**PROBLEM TO WORK ON**:
Transcribe the material below without changes, starting with the line that contains "FIND: boy's brown hair" and continuing through its final line.

(Data listing)
— Start —
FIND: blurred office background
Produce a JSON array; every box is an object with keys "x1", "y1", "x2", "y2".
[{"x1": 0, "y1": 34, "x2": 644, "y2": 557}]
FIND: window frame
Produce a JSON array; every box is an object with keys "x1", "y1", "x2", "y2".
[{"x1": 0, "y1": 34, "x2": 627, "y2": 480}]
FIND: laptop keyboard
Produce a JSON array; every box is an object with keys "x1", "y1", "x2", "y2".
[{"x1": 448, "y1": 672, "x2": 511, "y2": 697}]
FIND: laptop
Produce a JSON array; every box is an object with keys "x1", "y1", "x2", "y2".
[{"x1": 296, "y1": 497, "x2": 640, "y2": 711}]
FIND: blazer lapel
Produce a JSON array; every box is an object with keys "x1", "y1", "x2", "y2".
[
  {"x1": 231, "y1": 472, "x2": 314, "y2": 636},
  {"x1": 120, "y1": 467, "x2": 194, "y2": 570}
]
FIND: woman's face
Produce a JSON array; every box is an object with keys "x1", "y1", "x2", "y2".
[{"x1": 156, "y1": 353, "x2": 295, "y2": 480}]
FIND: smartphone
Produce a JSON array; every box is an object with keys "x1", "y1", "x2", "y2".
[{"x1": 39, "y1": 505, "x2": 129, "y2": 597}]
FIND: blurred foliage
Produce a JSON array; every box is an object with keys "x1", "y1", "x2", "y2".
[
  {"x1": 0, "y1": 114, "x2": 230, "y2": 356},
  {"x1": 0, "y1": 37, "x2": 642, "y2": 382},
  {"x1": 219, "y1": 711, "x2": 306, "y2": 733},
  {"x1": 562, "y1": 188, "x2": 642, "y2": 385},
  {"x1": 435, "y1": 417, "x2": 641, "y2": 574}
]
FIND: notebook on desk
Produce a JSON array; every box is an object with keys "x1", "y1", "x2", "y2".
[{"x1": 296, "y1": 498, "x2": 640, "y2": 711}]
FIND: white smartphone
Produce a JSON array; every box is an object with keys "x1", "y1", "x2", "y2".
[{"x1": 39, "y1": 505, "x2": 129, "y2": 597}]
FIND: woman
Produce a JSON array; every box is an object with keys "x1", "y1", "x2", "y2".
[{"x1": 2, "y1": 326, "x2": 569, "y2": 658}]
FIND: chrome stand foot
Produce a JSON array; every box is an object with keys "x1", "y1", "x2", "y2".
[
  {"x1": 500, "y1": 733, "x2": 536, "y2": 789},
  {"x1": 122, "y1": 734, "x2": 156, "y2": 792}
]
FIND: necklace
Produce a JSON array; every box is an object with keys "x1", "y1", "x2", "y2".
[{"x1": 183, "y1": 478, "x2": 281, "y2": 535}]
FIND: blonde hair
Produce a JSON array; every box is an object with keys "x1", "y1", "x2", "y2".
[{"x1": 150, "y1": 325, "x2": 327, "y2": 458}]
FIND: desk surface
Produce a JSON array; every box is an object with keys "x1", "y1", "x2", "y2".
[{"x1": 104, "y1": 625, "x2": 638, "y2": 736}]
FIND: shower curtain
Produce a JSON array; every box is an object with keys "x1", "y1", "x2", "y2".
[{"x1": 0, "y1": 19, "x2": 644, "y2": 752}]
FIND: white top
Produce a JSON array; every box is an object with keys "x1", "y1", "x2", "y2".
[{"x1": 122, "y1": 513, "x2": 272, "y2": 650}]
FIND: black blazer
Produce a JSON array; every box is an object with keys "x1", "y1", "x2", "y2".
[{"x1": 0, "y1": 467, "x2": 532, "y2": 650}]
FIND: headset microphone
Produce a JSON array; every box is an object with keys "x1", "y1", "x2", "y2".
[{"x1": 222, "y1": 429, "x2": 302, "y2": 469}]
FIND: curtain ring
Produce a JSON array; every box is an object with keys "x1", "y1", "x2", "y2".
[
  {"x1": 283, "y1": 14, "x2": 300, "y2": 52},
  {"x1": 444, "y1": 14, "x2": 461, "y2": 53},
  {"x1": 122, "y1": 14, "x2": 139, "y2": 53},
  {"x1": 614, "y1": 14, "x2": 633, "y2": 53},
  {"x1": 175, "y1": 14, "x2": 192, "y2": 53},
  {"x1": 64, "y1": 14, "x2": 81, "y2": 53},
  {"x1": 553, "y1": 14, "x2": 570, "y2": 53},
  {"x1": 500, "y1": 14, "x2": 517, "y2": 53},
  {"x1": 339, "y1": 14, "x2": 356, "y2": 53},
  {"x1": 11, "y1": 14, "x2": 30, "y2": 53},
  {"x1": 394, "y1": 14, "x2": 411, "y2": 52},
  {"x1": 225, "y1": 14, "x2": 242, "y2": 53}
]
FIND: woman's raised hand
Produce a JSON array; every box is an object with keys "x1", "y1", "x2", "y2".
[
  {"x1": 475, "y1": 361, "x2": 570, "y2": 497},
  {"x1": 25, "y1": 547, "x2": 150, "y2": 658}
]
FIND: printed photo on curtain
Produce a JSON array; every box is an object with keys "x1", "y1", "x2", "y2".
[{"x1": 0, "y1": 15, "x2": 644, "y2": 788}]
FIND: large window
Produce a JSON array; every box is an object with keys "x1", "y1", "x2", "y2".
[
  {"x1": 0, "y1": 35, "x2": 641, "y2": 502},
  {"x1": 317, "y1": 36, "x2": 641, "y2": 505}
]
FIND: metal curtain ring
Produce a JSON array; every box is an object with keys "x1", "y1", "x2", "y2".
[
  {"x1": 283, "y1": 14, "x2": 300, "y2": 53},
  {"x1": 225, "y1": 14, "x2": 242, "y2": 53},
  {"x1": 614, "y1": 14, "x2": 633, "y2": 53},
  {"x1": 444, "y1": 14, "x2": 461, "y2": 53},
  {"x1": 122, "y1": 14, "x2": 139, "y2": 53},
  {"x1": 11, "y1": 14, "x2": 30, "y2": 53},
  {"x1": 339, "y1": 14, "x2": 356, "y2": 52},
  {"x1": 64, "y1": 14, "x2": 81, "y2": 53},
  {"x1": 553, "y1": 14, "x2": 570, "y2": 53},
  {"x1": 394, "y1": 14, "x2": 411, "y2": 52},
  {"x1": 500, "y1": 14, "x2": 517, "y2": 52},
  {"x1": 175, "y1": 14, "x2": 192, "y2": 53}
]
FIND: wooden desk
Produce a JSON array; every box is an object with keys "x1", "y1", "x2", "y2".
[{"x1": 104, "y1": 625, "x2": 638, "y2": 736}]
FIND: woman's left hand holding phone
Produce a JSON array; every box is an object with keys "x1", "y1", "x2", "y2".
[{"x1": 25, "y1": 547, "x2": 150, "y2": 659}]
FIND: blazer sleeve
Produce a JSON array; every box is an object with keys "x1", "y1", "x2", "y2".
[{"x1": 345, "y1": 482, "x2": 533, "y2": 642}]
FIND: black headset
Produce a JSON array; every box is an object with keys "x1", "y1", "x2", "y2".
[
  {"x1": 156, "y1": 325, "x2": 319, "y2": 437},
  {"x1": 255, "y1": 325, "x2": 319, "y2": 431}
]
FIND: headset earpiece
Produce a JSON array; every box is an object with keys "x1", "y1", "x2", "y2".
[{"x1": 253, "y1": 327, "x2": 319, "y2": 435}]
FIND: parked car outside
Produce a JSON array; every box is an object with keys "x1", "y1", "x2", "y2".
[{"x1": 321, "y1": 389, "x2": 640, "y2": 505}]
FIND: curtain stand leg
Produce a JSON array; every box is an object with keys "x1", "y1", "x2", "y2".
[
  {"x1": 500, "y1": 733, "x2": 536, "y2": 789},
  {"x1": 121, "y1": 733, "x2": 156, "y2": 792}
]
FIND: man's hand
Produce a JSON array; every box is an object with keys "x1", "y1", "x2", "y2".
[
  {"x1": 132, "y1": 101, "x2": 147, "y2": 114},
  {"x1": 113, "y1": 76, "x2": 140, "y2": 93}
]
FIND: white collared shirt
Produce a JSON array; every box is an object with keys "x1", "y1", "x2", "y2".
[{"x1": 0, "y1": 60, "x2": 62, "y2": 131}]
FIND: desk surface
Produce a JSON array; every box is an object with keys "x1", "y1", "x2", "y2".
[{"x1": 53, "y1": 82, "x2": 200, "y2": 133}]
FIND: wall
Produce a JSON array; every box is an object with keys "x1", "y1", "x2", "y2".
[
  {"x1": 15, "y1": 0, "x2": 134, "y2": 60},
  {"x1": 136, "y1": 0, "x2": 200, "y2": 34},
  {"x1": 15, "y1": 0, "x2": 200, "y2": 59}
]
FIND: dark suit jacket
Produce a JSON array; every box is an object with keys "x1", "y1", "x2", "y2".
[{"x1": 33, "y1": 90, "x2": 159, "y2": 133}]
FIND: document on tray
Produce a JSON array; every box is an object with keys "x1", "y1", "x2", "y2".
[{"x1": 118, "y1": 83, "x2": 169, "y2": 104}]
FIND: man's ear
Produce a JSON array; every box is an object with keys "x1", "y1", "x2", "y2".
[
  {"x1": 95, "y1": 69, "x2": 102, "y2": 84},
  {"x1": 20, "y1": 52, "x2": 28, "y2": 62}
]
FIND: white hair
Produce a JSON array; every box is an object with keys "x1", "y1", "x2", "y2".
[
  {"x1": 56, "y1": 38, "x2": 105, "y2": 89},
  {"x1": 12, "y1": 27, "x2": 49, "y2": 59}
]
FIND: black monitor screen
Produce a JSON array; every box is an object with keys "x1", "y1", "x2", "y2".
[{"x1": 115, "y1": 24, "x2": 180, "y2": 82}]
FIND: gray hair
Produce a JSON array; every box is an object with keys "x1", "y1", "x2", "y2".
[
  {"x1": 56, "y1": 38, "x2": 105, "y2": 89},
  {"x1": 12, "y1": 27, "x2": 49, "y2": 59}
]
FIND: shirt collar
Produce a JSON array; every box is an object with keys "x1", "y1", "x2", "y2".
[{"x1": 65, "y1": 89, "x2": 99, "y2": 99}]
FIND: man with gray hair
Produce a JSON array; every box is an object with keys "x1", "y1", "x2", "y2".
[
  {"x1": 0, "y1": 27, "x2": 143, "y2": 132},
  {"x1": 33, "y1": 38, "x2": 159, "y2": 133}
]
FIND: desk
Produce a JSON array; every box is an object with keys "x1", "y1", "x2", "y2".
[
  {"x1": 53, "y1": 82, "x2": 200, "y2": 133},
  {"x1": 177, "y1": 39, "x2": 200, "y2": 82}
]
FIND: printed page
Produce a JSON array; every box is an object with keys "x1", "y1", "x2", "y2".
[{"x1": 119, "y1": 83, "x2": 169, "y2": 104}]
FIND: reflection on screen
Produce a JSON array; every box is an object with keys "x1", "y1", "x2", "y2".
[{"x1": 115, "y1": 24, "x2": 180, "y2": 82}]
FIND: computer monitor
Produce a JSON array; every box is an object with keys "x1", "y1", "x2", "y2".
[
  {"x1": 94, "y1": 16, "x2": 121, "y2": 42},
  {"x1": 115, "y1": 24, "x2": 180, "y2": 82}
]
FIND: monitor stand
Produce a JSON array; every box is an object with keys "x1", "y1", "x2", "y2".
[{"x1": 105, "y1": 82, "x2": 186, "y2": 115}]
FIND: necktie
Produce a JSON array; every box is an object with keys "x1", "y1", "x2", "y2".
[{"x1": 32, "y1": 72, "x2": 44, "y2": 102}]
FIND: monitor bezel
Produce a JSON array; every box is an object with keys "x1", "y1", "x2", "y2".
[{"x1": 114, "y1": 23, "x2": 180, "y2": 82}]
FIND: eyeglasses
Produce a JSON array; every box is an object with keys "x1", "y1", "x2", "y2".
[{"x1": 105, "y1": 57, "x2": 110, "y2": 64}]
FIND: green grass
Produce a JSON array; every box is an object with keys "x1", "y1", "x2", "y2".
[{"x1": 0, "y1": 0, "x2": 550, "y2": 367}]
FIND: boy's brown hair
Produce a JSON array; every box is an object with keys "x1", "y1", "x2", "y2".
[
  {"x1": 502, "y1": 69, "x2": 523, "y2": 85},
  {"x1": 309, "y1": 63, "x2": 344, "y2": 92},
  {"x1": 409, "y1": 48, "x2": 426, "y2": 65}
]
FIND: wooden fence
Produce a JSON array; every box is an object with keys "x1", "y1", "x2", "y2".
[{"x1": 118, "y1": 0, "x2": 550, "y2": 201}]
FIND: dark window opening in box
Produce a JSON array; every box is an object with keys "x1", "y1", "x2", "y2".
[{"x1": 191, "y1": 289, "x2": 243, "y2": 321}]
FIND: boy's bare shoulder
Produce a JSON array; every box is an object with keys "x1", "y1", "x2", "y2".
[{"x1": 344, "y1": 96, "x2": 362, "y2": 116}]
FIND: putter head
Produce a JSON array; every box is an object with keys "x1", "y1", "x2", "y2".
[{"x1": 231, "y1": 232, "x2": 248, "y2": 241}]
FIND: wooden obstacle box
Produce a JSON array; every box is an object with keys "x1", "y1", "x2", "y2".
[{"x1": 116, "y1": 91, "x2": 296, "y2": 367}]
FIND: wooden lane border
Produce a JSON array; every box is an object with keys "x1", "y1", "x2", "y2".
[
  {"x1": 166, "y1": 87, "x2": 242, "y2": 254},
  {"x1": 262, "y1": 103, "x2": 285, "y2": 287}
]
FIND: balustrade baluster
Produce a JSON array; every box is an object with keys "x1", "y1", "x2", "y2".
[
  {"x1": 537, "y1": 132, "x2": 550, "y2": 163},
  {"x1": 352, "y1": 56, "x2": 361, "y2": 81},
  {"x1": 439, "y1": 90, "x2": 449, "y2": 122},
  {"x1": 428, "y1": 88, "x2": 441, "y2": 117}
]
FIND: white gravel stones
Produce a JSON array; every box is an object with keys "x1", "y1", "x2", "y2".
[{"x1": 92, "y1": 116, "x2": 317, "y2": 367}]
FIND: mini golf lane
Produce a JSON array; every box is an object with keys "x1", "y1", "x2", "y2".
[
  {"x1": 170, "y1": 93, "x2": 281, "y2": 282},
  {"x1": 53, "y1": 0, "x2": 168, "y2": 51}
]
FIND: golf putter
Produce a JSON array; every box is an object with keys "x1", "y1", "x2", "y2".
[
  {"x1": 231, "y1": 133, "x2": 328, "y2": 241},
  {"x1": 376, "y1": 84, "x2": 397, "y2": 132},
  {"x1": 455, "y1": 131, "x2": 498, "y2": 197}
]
— End —
**COMPLETE ANSWER**:
FIND: boy's brown hair
Produce a JSON array; every box is an object with keys "x1", "y1", "x2", "y2".
[
  {"x1": 502, "y1": 69, "x2": 523, "y2": 85},
  {"x1": 309, "y1": 63, "x2": 344, "y2": 92},
  {"x1": 409, "y1": 48, "x2": 426, "y2": 65}
]
FIND: wooden fence
Produce a JSON array; every box is an object with keys "x1", "y1", "x2", "y2".
[{"x1": 118, "y1": 0, "x2": 550, "y2": 201}]
FIND: dark window opening in box
Produce a JSON array; every box is an object with keys "x1", "y1", "x2", "y2".
[{"x1": 191, "y1": 289, "x2": 243, "y2": 321}]
FIND: boy's bare shoulder
Produce a JSON array; every box is an object with keys "x1", "y1", "x2", "y2".
[{"x1": 344, "y1": 96, "x2": 362, "y2": 116}]
FIND: putter head
Produce a JSON array; every box is an object with keys "x1", "y1", "x2", "y2".
[{"x1": 231, "y1": 232, "x2": 248, "y2": 241}]
FIND: wooden obstacle box
Produce a JSON array; every box is an object with keys "x1", "y1", "x2", "y2".
[{"x1": 116, "y1": 91, "x2": 296, "y2": 367}]
FIND: wooden lane border
Produce a JSON array; every box is an object with keys "x1", "y1", "x2", "y2".
[
  {"x1": 166, "y1": 87, "x2": 242, "y2": 254},
  {"x1": 262, "y1": 103, "x2": 285, "y2": 287}
]
FIND: balustrade baluster
Produce a JSON array; every box is an object with keys "x1", "y1", "x2", "y2".
[
  {"x1": 537, "y1": 132, "x2": 550, "y2": 163},
  {"x1": 352, "y1": 56, "x2": 361, "y2": 81},
  {"x1": 439, "y1": 90, "x2": 449, "y2": 122},
  {"x1": 428, "y1": 88, "x2": 441, "y2": 117}
]
FIND: white gravel stones
Produce a JSON array; every box is an object with keys "x1", "y1", "x2", "y2".
[{"x1": 92, "y1": 116, "x2": 317, "y2": 367}]
FIND: mini golf lane
Produce a JSON array; every box is an object with keys "x1", "y1", "x2", "y2".
[
  {"x1": 170, "y1": 93, "x2": 281, "y2": 282},
  {"x1": 53, "y1": 0, "x2": 168, "y2": 51}
]
FIND: golf putter
Produce a JSON array; every box is an object with keys "x1", "y1", "x2", "y2".
[
  {"x1": 231, "y1": 133, "x2": 328, "y2": 241},
  {"x1": 376, "y1": 84, "x2": 397, "y2": 132},
  {"x1": 455, "y1": 131, "x2": 498, "y2": 197}
]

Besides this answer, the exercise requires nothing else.